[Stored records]
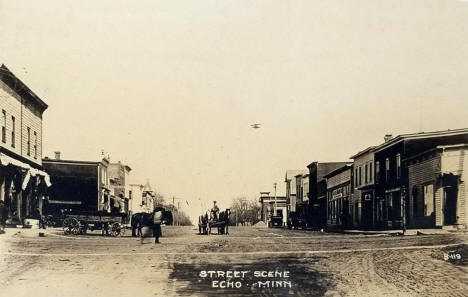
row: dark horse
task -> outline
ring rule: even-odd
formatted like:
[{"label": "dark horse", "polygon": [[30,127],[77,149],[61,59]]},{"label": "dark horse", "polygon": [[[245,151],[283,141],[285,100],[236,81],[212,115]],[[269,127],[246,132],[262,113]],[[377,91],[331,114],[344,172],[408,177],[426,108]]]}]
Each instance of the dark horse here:
[{"label": "dark horse", "polygon": [[229,223],[231,210],[227,208],[225,211],[219,213],[219,219],[217,221],[211,221],[209,223],[209,231],[208,234],[211,234],[211,228],[216,227],[218,228],[218,234],[226,234],[229,235]]},{"label": "dark horse", "polygon": [[153,215],[157,211],[162,211],[163,224],[172,225],[172,212],[165,210],[164,207],[157,207],[152,213],[138,212],[132,215],[132,237],[142,237],[141,229],[153,226]]},{"label": "dark horse", "polygon": [[231,209],[229,208],[226,208],[225,211],[219,214],[220,220],[224,221],[224,230],[222,230],[222,234],[229,235],[229,223],[230,223],[229,217],[230,216],[231,216]]}]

§ **TASK REQUIREMENTS**
All lines from the one that contains "ring rule: even-odd" to the last line above must be given again exactly, with both included and nothing added.

§ **RESPONSE AREA**
ring rule: even-odd
formatted like:
[{"label": "dark horse", "polygon": [[30,127],[77,149],[61,59]]},{"label": "dark horse", "polygon": [[[245,151],[283,141],[285,100],[236,81],[212,115]],[[269,127],[246,132],[262,113]],[[377,91],[331,114],[344,172],[408,177],[426,108]]]}]
Each instance of the dark horse here:
[{"label": "dark horse", "polygon": [[229,223],[231,210],[227,208],[225,211],[219,213],[219,219],[217,221],[211,221],[209,223],[209,231],[208,234],[211,234],[211,228],[216,227],[218,228],[218,234],[226,234],[229,235]]},{"label": "dark horse", "polygon": [[153,215],[157,211],[162,211],[163,224],[172,225],[172,212],[165,210],[164,207],[157,207],[152,213],[138,212],[132,215],[132,237],[142,237],[141,229],[153,226]]},{"label": "dark horse", "polygon": [[231,209],[229,208],[226,208],[225,211],[219,214],[220,220],[224,221],[224,230],[222,230],[222,234],[229,235],[229,223],[230,223],[229,217],[230,216],[231,216]]}]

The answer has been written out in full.